DOCUMENT
··········

Musings Of An Odd-duck Quaker Lesbian Approaching Death

BY LYNN WADDINGTON

Brief Description:
This memoir rips, romps, stomps and frolics through the most meaningful mysteries of life and dives into topics any thinking person must wrangle with: illness, death, sex, power relations, a meaningful marriage, creating a future that befits the past, exploring why one is on earth and what one is supposed to do here. What is the true goal of education? Can we approach death honoring the experience of each day? Staying True models faith as a living presence. This is the work of a brilliant eclectic Quaker, a mystic, a student of many disciplines, one who models for us the work of a lifetime.

Plain Speech Press 2012 180 PP. Paper

$16.00 (in stock)

About the Author

Lynn Waddington, a lifelong Quaker, was born in 1940 in rural southern New Jersey and raised in a 19th century childhood. When the 60s came around, she went through participating as a bisexual Quaker mystical artist. Her early education in one-room schoolhouses was in stark contrast to the academic and personal rigor of the Quaker boarding school she experienced in high school, and in contrast to college, which taught her much about the downsides of education lessons that served her well as a college professor of visual and performing arts.

As she faced her impending death she wrote about staying true to her path, and she pursued a passion that had possessed her for decades: the art and culture of Paleolithic and Neolithic times. This study prompted her to reproduce many of the hand-held figures of those periods and to produce a video titled When God Was Female, completed just months before she died. Lynn’s essays have been published in “Enlivened by the Mystery: Quakers and God and Held in Love: Life Stories to Inspire Us Through Times of Change”. She maintained her fine sense of humor right to the end.

··········

DATA EXTRACT
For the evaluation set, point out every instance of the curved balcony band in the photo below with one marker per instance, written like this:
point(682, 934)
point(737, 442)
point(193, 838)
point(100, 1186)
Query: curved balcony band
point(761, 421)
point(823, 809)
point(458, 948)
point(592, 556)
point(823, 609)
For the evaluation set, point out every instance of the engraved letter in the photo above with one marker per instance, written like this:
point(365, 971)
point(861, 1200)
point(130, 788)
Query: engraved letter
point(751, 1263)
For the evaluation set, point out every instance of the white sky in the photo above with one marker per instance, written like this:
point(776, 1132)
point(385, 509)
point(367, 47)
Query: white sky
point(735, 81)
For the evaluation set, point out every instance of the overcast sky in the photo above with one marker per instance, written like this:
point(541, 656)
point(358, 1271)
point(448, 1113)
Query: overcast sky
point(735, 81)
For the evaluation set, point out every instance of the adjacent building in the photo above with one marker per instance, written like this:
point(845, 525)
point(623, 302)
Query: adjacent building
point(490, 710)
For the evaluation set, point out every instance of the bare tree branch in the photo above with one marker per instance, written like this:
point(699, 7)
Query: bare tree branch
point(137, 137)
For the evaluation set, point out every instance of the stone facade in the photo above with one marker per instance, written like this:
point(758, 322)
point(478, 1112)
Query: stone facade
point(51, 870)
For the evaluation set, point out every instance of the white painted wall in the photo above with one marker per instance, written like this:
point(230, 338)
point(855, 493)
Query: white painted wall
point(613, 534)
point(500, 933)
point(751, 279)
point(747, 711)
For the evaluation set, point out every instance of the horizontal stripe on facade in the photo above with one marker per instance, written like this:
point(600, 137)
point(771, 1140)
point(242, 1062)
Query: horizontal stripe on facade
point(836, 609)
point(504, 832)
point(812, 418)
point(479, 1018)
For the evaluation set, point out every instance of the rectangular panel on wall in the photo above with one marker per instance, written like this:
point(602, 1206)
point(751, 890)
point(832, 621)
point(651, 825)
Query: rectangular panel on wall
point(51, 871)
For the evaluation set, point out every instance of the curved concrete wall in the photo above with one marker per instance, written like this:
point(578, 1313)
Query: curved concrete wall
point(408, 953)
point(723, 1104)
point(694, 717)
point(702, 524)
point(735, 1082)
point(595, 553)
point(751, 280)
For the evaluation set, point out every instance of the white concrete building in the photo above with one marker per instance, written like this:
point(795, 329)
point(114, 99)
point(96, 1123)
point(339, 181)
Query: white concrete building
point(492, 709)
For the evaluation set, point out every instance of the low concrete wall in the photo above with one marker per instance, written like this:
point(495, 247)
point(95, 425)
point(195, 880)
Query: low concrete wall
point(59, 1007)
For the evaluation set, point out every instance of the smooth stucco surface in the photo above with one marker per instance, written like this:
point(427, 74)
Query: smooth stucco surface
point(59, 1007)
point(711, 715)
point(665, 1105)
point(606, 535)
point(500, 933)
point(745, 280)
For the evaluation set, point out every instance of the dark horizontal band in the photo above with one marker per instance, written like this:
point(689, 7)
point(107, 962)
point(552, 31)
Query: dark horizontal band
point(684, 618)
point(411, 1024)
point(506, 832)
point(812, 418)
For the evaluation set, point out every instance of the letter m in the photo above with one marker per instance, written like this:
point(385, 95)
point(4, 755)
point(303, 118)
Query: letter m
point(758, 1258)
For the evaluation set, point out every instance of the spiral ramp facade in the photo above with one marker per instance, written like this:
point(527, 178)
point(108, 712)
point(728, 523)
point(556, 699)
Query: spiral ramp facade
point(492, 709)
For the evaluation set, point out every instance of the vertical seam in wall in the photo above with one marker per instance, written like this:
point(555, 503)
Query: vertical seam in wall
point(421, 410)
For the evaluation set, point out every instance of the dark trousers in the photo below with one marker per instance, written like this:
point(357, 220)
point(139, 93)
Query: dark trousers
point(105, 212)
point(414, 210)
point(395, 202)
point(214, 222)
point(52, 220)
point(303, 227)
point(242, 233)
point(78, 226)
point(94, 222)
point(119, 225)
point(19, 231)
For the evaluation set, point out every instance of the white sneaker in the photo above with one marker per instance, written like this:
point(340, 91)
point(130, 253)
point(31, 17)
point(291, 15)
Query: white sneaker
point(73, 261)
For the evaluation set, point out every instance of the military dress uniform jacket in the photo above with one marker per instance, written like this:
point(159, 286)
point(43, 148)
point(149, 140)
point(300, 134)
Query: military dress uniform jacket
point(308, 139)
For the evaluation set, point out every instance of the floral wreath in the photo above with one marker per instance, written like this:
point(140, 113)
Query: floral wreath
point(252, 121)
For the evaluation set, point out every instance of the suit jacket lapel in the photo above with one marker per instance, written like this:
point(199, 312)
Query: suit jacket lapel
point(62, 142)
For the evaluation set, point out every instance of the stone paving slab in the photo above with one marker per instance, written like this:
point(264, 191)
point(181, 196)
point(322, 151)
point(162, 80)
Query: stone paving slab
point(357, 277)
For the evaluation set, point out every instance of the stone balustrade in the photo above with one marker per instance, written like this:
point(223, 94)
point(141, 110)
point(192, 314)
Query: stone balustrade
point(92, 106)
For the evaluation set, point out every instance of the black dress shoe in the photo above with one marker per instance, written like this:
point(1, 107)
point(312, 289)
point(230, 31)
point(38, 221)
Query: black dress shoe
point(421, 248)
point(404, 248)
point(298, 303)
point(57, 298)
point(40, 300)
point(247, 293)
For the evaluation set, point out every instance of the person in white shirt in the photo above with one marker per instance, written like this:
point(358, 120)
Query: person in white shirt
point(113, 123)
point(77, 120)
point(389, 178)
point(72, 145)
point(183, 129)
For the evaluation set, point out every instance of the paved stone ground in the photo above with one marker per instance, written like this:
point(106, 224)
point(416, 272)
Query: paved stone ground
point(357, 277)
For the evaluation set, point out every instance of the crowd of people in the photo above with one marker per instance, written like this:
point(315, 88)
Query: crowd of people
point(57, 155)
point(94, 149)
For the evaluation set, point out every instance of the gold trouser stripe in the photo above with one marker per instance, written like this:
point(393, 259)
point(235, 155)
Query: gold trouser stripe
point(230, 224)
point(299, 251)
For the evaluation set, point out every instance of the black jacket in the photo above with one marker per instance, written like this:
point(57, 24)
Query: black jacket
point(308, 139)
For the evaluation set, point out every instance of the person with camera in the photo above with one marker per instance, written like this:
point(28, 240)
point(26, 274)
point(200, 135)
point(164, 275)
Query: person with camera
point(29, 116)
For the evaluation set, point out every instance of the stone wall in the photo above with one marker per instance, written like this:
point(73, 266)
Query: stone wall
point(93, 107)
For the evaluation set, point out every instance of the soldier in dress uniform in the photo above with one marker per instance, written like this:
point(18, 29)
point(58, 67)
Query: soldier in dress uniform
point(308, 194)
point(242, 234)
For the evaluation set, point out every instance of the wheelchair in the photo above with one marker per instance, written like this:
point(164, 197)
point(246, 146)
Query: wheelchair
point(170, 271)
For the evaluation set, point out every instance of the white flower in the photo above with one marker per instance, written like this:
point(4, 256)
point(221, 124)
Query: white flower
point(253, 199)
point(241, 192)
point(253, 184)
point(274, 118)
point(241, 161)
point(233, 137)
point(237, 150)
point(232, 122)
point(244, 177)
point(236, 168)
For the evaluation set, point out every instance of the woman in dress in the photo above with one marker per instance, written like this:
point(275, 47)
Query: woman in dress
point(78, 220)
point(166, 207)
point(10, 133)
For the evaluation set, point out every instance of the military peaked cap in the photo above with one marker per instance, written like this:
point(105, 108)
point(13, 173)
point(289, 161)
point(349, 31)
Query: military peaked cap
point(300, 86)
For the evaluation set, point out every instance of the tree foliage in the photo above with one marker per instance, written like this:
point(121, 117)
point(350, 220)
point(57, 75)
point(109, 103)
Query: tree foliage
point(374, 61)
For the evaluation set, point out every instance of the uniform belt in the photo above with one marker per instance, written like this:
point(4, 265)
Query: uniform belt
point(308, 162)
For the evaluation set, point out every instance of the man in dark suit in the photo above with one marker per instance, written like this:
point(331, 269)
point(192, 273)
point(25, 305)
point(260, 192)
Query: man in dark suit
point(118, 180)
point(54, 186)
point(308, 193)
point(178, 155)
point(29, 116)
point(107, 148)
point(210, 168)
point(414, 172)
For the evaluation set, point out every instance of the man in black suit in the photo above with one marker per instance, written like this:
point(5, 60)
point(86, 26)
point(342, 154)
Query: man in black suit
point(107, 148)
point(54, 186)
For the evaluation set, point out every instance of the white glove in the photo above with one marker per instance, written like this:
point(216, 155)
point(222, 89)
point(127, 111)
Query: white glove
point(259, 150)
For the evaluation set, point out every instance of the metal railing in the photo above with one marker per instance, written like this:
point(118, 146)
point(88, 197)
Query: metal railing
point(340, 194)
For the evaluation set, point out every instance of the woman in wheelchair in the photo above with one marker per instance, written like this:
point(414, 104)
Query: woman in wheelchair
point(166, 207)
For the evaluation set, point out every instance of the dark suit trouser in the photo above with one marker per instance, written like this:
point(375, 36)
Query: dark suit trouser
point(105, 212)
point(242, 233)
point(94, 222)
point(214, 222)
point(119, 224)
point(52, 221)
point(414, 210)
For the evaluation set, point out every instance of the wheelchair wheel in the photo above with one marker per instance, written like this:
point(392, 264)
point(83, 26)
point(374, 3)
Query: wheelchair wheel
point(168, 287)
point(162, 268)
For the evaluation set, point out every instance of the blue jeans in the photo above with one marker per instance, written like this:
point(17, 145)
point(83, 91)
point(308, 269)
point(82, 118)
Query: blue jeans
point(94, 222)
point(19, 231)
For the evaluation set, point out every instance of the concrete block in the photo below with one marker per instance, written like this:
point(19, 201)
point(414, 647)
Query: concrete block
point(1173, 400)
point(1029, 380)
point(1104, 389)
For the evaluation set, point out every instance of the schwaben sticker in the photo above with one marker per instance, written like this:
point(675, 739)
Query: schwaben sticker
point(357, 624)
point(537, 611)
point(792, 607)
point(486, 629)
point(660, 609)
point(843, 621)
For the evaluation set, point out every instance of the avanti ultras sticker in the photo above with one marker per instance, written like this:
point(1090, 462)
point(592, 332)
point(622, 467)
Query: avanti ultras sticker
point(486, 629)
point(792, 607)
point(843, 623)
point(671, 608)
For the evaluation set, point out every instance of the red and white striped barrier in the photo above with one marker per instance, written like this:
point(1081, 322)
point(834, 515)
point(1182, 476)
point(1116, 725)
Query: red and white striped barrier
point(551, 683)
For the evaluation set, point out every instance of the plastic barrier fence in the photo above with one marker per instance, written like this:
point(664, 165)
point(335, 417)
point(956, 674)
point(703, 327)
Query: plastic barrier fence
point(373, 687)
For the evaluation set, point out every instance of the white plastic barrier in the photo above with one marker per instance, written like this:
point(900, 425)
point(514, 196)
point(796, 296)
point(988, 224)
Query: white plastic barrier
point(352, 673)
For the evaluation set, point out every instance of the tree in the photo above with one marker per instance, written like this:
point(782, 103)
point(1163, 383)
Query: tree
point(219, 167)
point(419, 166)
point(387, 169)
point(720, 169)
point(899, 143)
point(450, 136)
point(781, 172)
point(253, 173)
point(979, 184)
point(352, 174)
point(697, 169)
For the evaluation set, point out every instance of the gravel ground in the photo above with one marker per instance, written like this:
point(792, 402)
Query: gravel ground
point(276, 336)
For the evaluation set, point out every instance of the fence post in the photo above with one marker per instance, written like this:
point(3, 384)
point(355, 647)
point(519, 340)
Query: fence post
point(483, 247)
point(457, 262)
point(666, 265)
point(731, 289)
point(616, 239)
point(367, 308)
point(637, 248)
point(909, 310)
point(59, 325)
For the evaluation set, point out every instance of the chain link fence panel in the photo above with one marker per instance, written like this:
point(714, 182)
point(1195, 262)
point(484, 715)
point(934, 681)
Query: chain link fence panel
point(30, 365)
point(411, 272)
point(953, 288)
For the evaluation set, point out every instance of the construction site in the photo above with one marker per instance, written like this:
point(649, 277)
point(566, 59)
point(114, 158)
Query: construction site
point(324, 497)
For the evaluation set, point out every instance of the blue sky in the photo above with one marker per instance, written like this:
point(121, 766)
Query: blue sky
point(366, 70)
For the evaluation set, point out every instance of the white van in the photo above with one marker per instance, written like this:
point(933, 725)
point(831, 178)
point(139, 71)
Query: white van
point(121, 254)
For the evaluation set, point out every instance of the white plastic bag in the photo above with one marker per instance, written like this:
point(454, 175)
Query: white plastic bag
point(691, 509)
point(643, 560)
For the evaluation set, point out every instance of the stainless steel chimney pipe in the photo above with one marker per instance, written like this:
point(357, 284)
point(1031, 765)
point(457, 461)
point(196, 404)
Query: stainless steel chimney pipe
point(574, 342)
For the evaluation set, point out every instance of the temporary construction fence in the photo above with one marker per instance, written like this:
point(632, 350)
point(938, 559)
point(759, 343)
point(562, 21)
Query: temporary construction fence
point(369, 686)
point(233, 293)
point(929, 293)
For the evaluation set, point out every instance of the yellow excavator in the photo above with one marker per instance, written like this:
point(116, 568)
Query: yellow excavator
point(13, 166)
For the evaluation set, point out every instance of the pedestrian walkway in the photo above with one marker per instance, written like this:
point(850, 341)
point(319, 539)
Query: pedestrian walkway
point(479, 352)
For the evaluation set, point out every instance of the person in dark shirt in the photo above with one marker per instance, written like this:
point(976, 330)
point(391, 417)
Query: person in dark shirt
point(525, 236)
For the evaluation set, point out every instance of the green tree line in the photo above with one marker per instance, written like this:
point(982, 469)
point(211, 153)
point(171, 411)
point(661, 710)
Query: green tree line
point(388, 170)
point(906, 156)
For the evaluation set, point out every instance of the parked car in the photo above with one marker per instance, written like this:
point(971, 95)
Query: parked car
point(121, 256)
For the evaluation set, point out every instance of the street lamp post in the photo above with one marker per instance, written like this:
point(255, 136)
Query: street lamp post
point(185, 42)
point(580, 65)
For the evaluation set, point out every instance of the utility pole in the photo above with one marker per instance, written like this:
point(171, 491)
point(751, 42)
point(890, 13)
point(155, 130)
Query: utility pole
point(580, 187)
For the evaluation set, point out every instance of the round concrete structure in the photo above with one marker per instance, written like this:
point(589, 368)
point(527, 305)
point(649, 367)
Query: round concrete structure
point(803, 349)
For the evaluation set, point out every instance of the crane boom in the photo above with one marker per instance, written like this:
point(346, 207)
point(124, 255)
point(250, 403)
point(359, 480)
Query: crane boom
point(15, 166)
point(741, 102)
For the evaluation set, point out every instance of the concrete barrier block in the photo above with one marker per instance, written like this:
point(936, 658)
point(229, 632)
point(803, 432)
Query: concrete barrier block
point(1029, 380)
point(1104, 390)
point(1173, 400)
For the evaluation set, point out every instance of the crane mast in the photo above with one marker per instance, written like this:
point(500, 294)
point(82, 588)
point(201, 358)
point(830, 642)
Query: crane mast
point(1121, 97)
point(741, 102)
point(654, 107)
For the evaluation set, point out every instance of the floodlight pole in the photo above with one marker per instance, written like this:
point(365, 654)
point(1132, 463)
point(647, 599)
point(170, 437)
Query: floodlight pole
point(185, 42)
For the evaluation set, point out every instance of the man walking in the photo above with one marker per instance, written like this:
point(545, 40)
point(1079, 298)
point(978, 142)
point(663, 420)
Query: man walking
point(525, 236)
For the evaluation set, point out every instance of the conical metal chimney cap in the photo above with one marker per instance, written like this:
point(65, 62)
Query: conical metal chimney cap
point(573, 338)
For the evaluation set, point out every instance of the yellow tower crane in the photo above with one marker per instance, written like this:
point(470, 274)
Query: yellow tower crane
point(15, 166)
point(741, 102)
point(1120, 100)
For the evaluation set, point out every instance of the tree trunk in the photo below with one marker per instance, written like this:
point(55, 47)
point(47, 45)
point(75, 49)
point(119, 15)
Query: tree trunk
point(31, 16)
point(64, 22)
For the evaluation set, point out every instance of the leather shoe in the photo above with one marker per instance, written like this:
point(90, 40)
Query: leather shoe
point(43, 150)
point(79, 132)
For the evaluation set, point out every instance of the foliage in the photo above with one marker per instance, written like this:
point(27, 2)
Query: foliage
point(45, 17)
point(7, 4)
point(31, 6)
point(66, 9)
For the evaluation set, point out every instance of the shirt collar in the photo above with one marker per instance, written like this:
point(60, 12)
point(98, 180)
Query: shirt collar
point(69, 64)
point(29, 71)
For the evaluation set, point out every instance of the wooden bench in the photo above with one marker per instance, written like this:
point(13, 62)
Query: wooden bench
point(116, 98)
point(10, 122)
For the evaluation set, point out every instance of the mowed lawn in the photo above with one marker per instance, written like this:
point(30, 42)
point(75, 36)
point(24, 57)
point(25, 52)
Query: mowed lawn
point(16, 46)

··········

REQUIREMENTS
A – Translate this sentence from the book description into Spanish: "She maintained her fine sense of humor right to the end."
B – In the records, start at the line containing "For the evaluation set, point out every instance of the suit" and stop after the line containing "point(62, 142)". Rewrite those lines with "lapel" changed to "collar", keeping everything else the same.
The book description and the records have no connection to each other.

EXPECTED RESULTS
A – Mantuvo su fino sentido del humor hasta el final.

B –
For the evaluation set, point out every instance of the suit jacket collar in the photo above with one marker per instance, written like this:
point(199, 312)
Query: suit jacket collar
point(62, 142)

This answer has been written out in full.